## Provided records

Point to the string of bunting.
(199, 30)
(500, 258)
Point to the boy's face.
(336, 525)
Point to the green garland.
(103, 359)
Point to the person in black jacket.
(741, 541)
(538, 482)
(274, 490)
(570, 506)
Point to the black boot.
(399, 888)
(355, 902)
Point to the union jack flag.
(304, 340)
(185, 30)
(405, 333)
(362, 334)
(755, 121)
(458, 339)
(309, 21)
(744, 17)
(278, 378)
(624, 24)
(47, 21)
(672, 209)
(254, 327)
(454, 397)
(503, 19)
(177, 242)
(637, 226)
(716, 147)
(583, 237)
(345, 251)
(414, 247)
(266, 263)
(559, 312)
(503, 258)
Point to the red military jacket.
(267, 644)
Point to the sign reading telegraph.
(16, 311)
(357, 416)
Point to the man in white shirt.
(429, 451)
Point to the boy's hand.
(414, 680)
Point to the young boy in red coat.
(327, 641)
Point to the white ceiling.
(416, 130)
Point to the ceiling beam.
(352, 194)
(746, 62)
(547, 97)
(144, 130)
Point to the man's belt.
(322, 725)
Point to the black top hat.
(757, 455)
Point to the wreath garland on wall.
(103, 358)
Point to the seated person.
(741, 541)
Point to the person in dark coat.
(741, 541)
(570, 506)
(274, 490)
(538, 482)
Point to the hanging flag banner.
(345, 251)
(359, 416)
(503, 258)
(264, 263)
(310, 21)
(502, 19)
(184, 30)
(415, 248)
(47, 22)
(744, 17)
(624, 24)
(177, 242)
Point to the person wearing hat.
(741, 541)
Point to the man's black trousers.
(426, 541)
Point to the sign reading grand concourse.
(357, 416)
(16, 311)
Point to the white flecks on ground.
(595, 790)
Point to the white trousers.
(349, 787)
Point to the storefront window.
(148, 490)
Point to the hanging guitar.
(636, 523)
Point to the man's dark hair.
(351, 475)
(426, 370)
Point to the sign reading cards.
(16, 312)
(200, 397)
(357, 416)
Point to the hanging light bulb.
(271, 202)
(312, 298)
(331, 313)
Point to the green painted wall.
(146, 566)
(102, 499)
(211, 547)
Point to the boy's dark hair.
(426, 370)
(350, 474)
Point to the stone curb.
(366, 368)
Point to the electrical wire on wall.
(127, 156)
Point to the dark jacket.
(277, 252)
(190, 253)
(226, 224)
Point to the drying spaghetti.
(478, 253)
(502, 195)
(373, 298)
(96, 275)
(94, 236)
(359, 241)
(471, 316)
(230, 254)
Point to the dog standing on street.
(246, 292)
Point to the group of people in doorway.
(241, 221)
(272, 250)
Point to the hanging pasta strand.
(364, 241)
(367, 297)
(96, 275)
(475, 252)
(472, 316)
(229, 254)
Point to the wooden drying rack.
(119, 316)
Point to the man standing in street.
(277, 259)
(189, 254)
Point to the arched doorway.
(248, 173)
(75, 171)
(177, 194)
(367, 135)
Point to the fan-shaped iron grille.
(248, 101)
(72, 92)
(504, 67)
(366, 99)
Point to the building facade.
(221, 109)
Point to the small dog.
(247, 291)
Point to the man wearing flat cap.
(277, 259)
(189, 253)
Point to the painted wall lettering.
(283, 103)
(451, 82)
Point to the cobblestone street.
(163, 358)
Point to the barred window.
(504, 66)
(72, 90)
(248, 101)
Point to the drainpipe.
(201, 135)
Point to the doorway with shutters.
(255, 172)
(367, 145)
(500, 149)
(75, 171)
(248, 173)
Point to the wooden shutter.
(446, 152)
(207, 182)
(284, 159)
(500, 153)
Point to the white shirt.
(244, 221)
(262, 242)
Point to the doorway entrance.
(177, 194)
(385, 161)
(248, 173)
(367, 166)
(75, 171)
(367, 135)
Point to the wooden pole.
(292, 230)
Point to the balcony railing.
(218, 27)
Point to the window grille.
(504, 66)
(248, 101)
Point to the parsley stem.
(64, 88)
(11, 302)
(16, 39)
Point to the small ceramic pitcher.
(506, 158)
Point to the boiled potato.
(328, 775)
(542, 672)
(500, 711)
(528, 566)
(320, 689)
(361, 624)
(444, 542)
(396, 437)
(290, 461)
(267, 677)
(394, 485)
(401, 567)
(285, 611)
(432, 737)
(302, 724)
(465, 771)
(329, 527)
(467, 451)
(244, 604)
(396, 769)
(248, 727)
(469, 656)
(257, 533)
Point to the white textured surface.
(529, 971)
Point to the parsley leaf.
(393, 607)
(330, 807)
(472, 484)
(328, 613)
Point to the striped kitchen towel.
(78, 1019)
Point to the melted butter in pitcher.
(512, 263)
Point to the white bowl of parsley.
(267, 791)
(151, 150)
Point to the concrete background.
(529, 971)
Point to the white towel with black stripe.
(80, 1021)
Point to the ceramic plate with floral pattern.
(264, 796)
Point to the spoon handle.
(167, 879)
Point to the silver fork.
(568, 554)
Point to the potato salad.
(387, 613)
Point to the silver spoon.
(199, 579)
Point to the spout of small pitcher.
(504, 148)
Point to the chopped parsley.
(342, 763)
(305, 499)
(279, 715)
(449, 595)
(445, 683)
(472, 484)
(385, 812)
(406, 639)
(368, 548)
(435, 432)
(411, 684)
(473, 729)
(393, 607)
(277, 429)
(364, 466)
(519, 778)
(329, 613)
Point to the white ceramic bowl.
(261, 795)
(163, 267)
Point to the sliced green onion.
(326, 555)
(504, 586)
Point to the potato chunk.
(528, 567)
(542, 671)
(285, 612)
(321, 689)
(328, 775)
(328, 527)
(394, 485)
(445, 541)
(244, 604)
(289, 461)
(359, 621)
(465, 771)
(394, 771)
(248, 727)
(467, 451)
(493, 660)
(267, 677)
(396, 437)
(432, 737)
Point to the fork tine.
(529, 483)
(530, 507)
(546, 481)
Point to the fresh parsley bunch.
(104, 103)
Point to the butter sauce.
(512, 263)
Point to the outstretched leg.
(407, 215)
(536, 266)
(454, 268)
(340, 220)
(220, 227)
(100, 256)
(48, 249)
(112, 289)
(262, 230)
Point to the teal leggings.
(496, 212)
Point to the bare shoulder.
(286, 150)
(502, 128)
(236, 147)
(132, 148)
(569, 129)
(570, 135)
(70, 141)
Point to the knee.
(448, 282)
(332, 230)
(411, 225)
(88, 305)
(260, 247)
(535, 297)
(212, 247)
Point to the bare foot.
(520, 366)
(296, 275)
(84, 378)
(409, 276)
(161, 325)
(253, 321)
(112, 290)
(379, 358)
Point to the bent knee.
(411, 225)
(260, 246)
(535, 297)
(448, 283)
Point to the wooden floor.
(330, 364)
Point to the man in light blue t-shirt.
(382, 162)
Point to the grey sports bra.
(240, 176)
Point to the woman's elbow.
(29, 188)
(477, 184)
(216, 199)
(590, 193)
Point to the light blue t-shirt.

## What to do
Repeat every line of the material exactly.

## Task response
Point to the string of bunting.
(199, 30)
(500, 258)
Point to the boy's face.
(336, 525)
Point to the green garland.
(103, 359)
Point to the person in black jacket.
(741, 541)
(538, 482)
(274, 490)
(570, 506)
Point to the black boot.
(399, 888)
(355, 902)
Point to the union jack flag.
(304, 340)
(185, 30)
(405, 333)
(362, 334)
(755, 121)
(458, 339)
(309, 21)
(744, 17)
(278, 378)
(624, 24)
(47, 21)
(672, 209)
(254, 327)
(454, 397)
(503, 19)
(177, 242)
(637, 226)
(716, 147)
(583, 237)
(345, 251)
(414, 247)
(266, 263)
(559, 312)
(503, 258)
Point to the red military jacket.
(267, 644)
Point to the sign reading telegraph.
(16, 311)
(357, 416)
Point to the man in white shirt.
(429, 451)
Point to the boy's hand.
(414, 680)
Point to the young boy in red coat.
(327, 641)
Point to the white ceiling.
(416, 130)
Point to the ceiling beam.
(352, 194)
(746, 62)
(547, 97)
(144, 130)
Point to the man's belt.
(322, 725)
Point to the black top hat.
(757, 455)
Point to the wreath garland on wall.
(103, 358)
Point to the seated person.
(741, 541)
Point to the person in dark coat.
(741, 541)
(570, 506)
(274, 490)
(538, 482)
Point to the hanging flag banner.
(345, 251)
(359, 416)
(503, 258)
(264, 263)
(310, 21)
(502, 19)
(184, 30)
(415, 248)
(47, 22)
(744, 17)
(624, 24)
(177, 242)
Point to the person wearing hat.
(741, 541)
Point to the man's black trousers.
(426, 541)
Point to the sign reading grand concourse.
(357, 416)
(16, 311)
Point to the white flecks on ground.
(595, 790)
Point to the white trousers.
(349, 787)
Point to the storefront window.
(148, 490)
Point to the hanging guitar.
(636, 523)
Point to the man's dark hair.
(351, 475)
(426, 370)
Point to the sign reading cards.
(16, 312)
(200, 397)
(357, 416)
Point to the hanging light bulb.
(271, 202)
(312, 298)
(331, 313)
Point to the green painted wall.
(146, 566)
(102, 499)
(211, 547)
Point to the boy's dark hair.
(426, 370)
(350, 474)
Point to the stone curb.
(366, 368)
Point to the electrical wire on wall.
(127, 156)
Point to the dark jacket.
(277, 252)
(190, 253)
(226, 224)
Point to the drying spaghetti.
(478, 253)
(502, 195)
(373, 298)
(96, 275)
(94, 236)
(359, 241)
(471, 316)
(230, 254)
Point to the dog standing on street.
(246, 292)
Point to the group of people in doorway.
(241, 221)
(272, 250)
Point to the hanging pasta strand.
(364, 241)
(367, 297)
(96, 275)
(475, 252)
(472, 316)
(229, 254)
Point to the wooden drying rack.
(119, 316)
Point to the man standing in street.
(277, 259)
(189, 254)
Point to the arched doorway.
(248, 173)
(75, 171)
(177, 194)
(367, 135)
Point to the fan-shaped iron grille.
(248, 101)
(72, 92)
(504, 67)
(366, 99)
Point to the building facade.
(221, 109)
Point to the small dog.
(247, 291)
Point to the man wearing flat cap.
(277, 259)
(189, 253)
Point to the painted wall lettering.
(283, 103)
(451, 82)
Point to the cobblestone street.
(163, 358)
Point to the barred window.
(504, 66)
(72, 90)
(248, 101)
Point to the drainpipe.
(201, 135)
Point to the doorway with shutters.
(255, 172)
(367, 145)
(500, 149)
(75, 171)
(248, 173)
Point to the wooden shutter.
(446, 152)
(207, 182)
(284, 159)
(500, 153)
Point to the white shirt.
(244, 221)
(262, 242)
Point to the doorway entrance.
(177, 194)
(385, 161)
(248, 173)
(367, 166)
(75, 171)
(367, 135)
Point to the wooden pole.
(292, 230)
Point to the balcony railing.
(218, 27)
Point to the window grille.
(504, 66)
(248, 101)
Point to the parsley stem.
(64, 88)
(11, 302)
(16, 39)
Point to the small ceramic pitcher.
(506, 158)
Point to the boiled potato.
(328, 775)
(542, 672)
(500, 711)
(528, 566)
(320, 689)
(361, 624)
(444, 542)
(396, 437)
(290, 461)
(267, 677)
(394, 485)
(401, 567)
(285, 611)
(432, 737)
(302, 724)
(465, 771)
(329, 527)
(467, 451)
(244, 604)
(396, 769)
(248, 727)
(469, 656)
(257, 533)
Point to the white textured surface.
(529, 971)
Point to the parsley leaf.
(393, 607)
(330, 807)
(472, 484)
(328, 613)
Point to the striped kitchen towel.
(78, 1019)
Point to the melted butter in pitcher.
(512, 263)
Point to the white bowl of parsley.
(267, 791)
(151, 150)
Point to the concrete background.
(529, 971)
Point to the white towel with black stripe.
(80, 1021)
Point to the ceramic plate with floral pattern.
(264, 796)
Point to the spoon handle.
(167, 879)
Point to the silver fork.
(568, 554)
Point to the potato salad.
(387, 613)
Point to the silver spoon.
(199, 579)
Point to the spout of small pitcher.
(504, 148)
Point to the chopped parsley.
(342, 763)
(305, 499)
(279, 715)
(449, 595)
(445, 683)
(472, 484)
(385, 812)
(406, 639)
(368, 548)
(435, 432)
(411, 684)
(473, 729)
(393, 607)
(277, 429)
(364, 466)
(519, 778)
(329, 613)
Point to the white ceramic bowl.
(261, 795)
(163, 267)
Point to the sliced green onion.
(326, 555)
(504, 586)
Point to the potato chunk.
(528, 567)
(542, 671)
(285, 612)
(321, 689)
(328, 775)
(328, 527)
(394, 485)
(445, 541)
(244, 604)
(289, 461)
(359, 621)
(465, 771)
(394, 771)
(248, 727)
(467, 451)
(493, 660)
(267, 677)
(396, 437)
(432, 737)
Point to the fork tine.
(529, 483)
(530, 507)
(546, 481)
Point to the fresh parsley bunch.
(104, 103)
Point to the butter sauce.
(512, 263)
Point to the outstretched leg.
(407, 215)
(536, 266)
(454, 268)
(340, 220)
(220, 227)
(100, 256)
(48, 249)
(112, 289)
(262, 230)
Point to the teal leggings.
(496, 212)
Point to the bare shoulder.
(286, 150)
(502, 128)
(236, 147)
(132, 148)
(569, 129)
(570, 135)
(70, 141)
Point to the knee.
(448, 282)
(332, 230)
(411, 225)
(88, 305)
(260, 247)
(535, 297)
(212, 247)
Point to the bare foot.
(520, 366)
(296, 275)
(84, 378)
(409, 276)
(161, 325)
(253, 321)
(112, 290)
(379, 358)
Point to the bent knee.
(411, 225)
(260, 246)
(535, 297)
(448, 283)
Point to the wooden floor.
(330, 364)
Point to the man in light blue t-shirt.
(382, 162)
Point to the grey sports bra.
(240, 176)
Point to the woman's elbow.
(29, 188)
(477, 184)
(216, 199)
(590, 193)
Point to the light blue t-shirt.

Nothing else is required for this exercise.